- **Work to do**: Please pull out the lines of the listing below, starting at its first line and ending at the line containing "[(88, 310)]", both included, and copy them word for word.
--- START Data shown ---
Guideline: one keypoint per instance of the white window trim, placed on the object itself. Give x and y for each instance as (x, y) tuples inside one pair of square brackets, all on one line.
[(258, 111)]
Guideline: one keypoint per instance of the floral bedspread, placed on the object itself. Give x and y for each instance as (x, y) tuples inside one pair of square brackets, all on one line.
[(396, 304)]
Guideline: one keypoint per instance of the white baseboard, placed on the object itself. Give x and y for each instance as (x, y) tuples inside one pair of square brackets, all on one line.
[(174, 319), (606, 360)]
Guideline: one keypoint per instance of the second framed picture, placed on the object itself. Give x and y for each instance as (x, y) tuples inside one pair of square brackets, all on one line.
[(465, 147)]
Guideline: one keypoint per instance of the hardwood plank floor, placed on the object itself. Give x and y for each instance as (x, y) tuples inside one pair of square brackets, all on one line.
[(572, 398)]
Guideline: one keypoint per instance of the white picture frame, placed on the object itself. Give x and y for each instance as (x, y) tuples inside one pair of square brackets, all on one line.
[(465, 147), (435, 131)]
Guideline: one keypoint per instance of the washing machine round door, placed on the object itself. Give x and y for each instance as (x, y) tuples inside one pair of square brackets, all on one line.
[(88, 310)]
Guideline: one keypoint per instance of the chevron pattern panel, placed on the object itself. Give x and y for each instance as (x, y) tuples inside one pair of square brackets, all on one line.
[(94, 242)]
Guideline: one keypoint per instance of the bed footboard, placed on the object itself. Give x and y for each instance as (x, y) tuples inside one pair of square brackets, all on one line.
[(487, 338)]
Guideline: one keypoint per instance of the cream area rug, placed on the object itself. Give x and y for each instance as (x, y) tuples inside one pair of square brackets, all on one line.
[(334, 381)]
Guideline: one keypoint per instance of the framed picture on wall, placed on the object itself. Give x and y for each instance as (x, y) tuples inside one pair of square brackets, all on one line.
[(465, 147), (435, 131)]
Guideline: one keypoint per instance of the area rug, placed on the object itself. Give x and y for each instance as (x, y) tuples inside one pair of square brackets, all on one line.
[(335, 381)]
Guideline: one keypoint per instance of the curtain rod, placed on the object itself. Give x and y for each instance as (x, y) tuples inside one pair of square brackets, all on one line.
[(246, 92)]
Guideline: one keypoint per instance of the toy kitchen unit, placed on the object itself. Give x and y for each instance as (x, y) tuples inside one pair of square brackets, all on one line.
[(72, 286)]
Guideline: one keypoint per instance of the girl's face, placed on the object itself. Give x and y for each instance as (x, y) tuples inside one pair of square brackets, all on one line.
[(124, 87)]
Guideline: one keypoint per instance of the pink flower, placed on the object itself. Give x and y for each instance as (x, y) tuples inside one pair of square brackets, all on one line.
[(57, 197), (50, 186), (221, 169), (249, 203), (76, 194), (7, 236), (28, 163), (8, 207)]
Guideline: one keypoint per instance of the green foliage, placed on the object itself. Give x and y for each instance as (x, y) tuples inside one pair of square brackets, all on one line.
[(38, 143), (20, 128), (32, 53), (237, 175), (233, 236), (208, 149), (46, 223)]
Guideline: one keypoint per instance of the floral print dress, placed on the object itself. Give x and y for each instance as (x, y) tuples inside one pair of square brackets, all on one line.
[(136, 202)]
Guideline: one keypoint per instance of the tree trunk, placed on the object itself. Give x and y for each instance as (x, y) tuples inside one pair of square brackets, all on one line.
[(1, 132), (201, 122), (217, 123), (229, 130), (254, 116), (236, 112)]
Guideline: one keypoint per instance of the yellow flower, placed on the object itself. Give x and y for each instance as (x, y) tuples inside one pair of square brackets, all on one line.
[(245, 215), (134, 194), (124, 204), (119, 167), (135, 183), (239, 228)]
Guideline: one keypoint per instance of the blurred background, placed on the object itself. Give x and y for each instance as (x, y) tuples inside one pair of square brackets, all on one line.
--- END Data shown ---
- **Task solution**:
Guideline: one keypoint per instance of the white window trim, placed on the object itself. Give x and y for each instance as (x, y) tuples inside one pair of square brackets, all on one line.
[(258, 111)]
Guideline: one keypoint per instance of the floral bedspread, placed on the object itself. Give x and y for each instance as (x, y) tuples inside one pair of square brackets, all on one line.
[(396, 304)]
Guideline: one keypoint per instance of the white baseboard, placed on the object itself. Give x and y for each instance as (x, y) tuples inside one pair of square brackets, all on one line.
[(174, 319), (606, 360)]
Guideline: one keypoint per instance of the second framed picture, placed on the object itself. Give x and y for each instance as (x, y) tuples inside one pair of square brackets, all on one line.
[(465, 147)]
Guideline: one keypoint per instance of the hardwood plank floor, placed on the object itself. Give x and y for each instance as (x, y) tuples inside one pair of square brackets, all on one line.
[(572, 398)]
Guideline: one keypoint per instance of the white picture frame, placed on the object itself. Give x and y for each instance as (x, y) tuples inside one pair of square brackets, all on one line.
[(465, 147), (435, 131)]
Guideline: one keypoint per instance of the washing machine round door, placed on the object itself. Give x and y for each instance as (x, y) tuples inside one pair of square brackets, all on one line.
[(88, 310)]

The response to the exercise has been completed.